(Saved entries)
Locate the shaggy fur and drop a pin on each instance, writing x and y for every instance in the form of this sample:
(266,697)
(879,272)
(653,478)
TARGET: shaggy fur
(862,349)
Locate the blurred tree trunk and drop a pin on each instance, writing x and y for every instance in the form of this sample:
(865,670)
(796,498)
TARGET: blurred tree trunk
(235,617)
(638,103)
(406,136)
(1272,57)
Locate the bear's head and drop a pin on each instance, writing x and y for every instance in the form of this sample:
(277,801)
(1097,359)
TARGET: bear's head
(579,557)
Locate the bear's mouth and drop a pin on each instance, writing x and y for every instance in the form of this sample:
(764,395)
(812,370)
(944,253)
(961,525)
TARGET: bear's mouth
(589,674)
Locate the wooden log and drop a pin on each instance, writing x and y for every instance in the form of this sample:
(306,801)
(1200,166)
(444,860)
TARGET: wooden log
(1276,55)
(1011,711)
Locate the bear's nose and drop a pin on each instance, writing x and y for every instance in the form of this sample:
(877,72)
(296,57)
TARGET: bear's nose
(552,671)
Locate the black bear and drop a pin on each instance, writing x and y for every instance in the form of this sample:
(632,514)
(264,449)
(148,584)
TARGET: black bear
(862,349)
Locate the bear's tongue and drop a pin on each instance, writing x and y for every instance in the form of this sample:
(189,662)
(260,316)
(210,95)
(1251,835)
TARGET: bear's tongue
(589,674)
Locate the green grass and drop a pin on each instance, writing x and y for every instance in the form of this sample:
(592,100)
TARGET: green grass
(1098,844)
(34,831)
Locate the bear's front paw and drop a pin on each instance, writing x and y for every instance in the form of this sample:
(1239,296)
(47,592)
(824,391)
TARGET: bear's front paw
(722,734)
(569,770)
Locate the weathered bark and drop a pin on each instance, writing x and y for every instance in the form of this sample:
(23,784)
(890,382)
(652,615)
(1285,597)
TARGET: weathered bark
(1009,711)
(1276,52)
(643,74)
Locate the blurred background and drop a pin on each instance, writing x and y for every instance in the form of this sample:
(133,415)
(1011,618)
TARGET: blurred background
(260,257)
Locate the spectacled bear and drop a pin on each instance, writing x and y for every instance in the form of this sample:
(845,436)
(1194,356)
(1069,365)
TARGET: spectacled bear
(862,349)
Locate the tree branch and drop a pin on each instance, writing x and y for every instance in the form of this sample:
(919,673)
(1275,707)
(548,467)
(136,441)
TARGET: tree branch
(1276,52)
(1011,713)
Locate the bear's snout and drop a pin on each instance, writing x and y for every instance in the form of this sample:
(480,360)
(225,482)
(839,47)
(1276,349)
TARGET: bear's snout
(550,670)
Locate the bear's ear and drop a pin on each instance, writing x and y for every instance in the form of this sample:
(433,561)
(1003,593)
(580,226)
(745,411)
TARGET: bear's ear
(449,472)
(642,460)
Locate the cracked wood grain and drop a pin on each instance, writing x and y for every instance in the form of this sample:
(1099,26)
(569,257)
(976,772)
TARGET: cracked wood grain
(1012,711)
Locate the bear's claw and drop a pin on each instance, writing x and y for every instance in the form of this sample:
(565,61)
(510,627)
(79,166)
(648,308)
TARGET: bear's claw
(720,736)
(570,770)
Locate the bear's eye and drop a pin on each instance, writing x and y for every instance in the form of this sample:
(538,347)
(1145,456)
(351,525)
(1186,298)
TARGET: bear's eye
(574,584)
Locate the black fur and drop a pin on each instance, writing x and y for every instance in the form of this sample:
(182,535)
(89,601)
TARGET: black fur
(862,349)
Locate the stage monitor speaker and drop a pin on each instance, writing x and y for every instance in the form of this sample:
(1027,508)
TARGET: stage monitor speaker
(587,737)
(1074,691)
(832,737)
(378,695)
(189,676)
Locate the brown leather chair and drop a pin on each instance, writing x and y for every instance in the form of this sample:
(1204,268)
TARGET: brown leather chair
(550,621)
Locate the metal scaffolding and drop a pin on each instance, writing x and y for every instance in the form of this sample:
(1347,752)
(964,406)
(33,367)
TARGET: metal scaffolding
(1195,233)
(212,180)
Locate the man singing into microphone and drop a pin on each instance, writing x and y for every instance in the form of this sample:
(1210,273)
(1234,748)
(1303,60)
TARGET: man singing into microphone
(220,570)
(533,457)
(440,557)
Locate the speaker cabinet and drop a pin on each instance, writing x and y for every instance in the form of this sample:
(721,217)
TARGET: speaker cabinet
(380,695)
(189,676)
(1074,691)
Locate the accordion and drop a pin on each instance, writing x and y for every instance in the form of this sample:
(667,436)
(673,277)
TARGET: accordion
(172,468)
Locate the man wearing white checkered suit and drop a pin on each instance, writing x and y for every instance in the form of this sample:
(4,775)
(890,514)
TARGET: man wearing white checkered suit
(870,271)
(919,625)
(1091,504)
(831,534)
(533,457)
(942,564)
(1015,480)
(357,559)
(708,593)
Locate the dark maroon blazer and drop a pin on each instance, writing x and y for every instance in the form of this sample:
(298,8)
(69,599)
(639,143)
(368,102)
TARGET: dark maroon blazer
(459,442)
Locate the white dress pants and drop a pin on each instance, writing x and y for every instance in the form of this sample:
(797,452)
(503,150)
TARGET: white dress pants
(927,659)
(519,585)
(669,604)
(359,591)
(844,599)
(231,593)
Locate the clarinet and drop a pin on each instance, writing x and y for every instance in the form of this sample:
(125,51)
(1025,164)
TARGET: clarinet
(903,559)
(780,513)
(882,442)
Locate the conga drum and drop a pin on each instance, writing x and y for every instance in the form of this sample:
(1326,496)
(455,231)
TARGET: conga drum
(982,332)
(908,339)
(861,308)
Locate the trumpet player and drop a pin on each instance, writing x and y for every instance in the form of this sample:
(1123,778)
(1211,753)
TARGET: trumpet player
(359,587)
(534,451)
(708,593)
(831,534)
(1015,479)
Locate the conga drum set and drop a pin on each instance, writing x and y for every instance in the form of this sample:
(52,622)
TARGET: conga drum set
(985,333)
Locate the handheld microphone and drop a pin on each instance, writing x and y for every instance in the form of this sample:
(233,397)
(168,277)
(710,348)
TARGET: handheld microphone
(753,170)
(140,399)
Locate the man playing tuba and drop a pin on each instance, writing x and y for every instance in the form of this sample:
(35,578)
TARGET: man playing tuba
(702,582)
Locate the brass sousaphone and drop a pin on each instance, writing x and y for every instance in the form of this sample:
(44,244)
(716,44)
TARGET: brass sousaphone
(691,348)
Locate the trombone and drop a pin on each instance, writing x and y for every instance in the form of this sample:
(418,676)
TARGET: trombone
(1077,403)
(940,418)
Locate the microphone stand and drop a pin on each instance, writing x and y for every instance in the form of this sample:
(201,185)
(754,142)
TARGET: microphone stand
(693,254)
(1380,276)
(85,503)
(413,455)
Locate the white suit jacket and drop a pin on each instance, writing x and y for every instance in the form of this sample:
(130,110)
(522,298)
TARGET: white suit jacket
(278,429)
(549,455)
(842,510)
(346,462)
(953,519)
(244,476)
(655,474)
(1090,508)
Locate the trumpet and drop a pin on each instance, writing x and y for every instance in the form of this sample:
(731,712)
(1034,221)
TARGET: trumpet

> WORK ITEM
Once the line with "Locate the microphone" is found in the records above, print exactly that line and every line after it through the line with "Locate the white suit".

> OUTPUT OF THE TASK
Locate the microphone stand and drop a pin on each instance, writing x and y for every instance in the form of this sample:
(201,185)
(754,142)
TARGET: microphone stand
(693,254)
(1380,276)
(85,503)
(413,455)
Locate the white suit jacket and drop a pin on each instance, writing x and y for every instance in the form of this sample:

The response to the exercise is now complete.